Document text:
####

THEY'RE ROLLING AT THE BRICKYARD
Minutes before that moment pictured on the opposite page a voice intones over a loudspeaker: "Gentlemen, start your engines." Thirty-three racing cars immediately set up a growling, whining din, circle the track once behind a pace car (a stock DeSoto) like a parade of trained bugs and then burst across the brick straightaway in front of the grandstand in a shattering 150-mph explosion of men and metal. Within a few laps the leaders have begun to take charge, hurtling into the curves at speeds that the more cautious prefer to avoid. The Indianapolis "500" is on.
There are those who continually wish to say that the "500" and its attendant festivities at the Brickyard on Memorial Day are not important to racing; that these overspecialized contraptions of speed contribute nothing to either sport or man's fight for better automotion. But tell that to the 300-odd drivers and mechanics and owners who have labored for months and spent small fortunes to put 33 cars on the starting line. And tell it to the 110,000 people who gobble up every seat in the grandstands, paying as high as $30 apiece for the privilege, or the additional 50,000 or so who jam into the infield of this 2½-mile track. Or tell it to the 100,000 persons who turned out Saturday to watch the first of four days of qualifying trials which are being spread over two weekends.
To these latter, qualifications time is something of a climax. For weeks the cars have been working out their kinks on the track while anxious figures from Gasoline Alley, the garage area near the pits, have studied each lap with stop watch in hand. Now they are ready and on the opening day of the trials there is added incentive. For on that day the car with the fastest qualifying time—even if only one should navigate the full four laps—automatically assumes the important pole position on May 30. It also wins $3,000.
Saturday, as the fog slowly dissolved into an unexpectedly cloudless day, hopes ran high around Gasoline Alley. By now it was evident from more than a week of practice runs that the 47-year-old Brickyard was a new lady after her $100,000 facelifting last fall. The bumps and ruts worn into her pavement by years of racing were smooth and adhesive with a new layer of Kentucky rock asphalt. At least half a dozen of the top contenders had already turned practice laps two or three miles faster than Jack McGrath's track record of 143.793 mph. There was talk of 147 mph, maybe even 150. A mere 10 years earlier, 120 had been considered tops.
Jim Rathmann, a graduate of stock-car racing, was first out in a familiar car with a new number—24. This was the Hopkins Special, last seen upside down and in flames on the far stretch, the funeral pyre of Bill Vukovich during last year's race. Completely rebuilt, it was ready to go again, and Rathmann pushed it through four laps at the record-shattering average of 145.120 mph, turning his third lap at better than 146.
A few minutes later No. 8 was on the track. White with salmon-pink trimmings, this brand new car, known as a John Zink Special, is a stablemate to the one Bob Sweikert drove to victory last year. It had been built during the winter by A. J. Watson, Zink's chief mechanic, but to all outward appearances it was simply another Indy roadster hardly distinguishable from the Kurtis-Krafts and Kuzmas which had been dominating the race since 1953. Like almost all Indy cars it had the same four-cylinder, 270-cubic-inch Offenhauser engine. Its subtleties were inside—in the suspension, the cooling, the carburetion, the tuning.
At the wheel of No. 8 was a thin redhead named Pat Flaherty, a four-year veteran of the race who finished 10th last year. Flaherty wound up his car, rocketed into the speedway's terrifying corners like a hot-rod and drew "Ohs" from the grandstand as his lap times were announced. His average: 145.596 mph, high for the day and all time. He also turned one lap in 146.056, a fraction faster than Rathmann and another track record. The pole was his.

####

[Region annotation entries]
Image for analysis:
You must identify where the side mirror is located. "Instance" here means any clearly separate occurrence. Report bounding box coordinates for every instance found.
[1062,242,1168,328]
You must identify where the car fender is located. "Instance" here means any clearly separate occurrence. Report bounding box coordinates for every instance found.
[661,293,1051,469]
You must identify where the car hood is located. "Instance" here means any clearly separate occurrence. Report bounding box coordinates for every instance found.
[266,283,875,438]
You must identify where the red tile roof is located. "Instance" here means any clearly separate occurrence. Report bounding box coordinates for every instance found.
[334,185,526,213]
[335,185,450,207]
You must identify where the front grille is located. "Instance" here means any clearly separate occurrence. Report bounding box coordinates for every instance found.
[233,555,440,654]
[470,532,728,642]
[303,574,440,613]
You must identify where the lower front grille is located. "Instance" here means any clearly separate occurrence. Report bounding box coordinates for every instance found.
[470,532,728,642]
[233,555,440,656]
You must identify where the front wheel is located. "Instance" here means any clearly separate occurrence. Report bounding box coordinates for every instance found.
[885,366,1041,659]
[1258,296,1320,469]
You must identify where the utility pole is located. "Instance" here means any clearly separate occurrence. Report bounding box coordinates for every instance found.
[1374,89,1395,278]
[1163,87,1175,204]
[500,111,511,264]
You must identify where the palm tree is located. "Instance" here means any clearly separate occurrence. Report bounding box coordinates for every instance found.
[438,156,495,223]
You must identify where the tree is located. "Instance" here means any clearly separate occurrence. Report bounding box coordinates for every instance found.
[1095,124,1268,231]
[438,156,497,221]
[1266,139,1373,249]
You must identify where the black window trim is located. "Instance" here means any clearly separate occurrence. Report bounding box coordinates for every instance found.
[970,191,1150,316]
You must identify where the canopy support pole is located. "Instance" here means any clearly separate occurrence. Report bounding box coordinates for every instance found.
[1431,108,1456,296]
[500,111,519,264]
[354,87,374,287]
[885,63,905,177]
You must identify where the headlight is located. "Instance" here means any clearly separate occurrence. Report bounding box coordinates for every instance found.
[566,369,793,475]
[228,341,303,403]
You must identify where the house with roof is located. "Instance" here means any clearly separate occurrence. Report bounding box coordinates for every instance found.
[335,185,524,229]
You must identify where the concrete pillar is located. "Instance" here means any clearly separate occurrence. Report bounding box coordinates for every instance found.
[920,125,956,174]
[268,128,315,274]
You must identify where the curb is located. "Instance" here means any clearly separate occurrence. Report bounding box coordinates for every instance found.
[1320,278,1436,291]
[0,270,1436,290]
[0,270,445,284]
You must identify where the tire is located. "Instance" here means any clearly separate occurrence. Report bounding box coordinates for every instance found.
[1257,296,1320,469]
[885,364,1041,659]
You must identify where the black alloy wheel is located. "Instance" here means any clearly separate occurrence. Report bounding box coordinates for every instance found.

####

Tasks to perform:
1. Reproduce the passage of the article about the Indianapolis 500 qualifying trials from "Saturday, as the" to "been considered tops.".
2. Write out the records from their first line to the line with "[233,555,440,656]", including both of those lines.

Answer set:
1.
Saturday, as the fog slowly dissolved into an unexpectedly cloudless day, hopes ran high around Gasoline Alley. By now it was evident from more than a week of practice runs that the 47-year-old Brickyard was a new lady after her $100,000 facelifting last fall. The bumps and ruts worn into her pavement by years of racing were smooth and adhesive with a new layer of Kentucky rock asphalt. At least half a dozen of the top contenders had already turned practice laps two or three miles faster than Jack McGrath's track record of 143.793 mph. There was talk of 147 mph, maybe even 150. A mere 10 years earlier, 120 had been considered tops.

2.
Image for analysis:
You must identify where the side mirror is located. "Instance" here means any clearly separate occurrence. Report bounding box coordinates for every instance found.
[1062,242,1168,328]
You must identify where the car fender is located. "Instance" here means any clearly separate occurrence. Report bounding box coordinates for every instance found.
[661,293,1051,469]
You must identify where the car hood is located. "Instance" here means any clearly separate occurrence. Report bounding box coordinates for every instance found.
[266,283,875,438]
You must identify where the red tile roof is located. "Instance" here means any clearly separate occurrence. Report bounding box coordinates for every instance found.
[334,185,526,213]
[335,185,450,207]
You must identify where the front grille is located. "Instance" here means any clearly separate occurrence. Report bounding box coordinates for every instance found.
[233,555,440,654]
[470,532,728,642]
[303,574,440,613]
You must identify where the lower front grille is located. "Instance" here means any clearly separate occurrence. Report bounding box coordinates for every instance found.
[470,532,728,642]
[233,555,440,656]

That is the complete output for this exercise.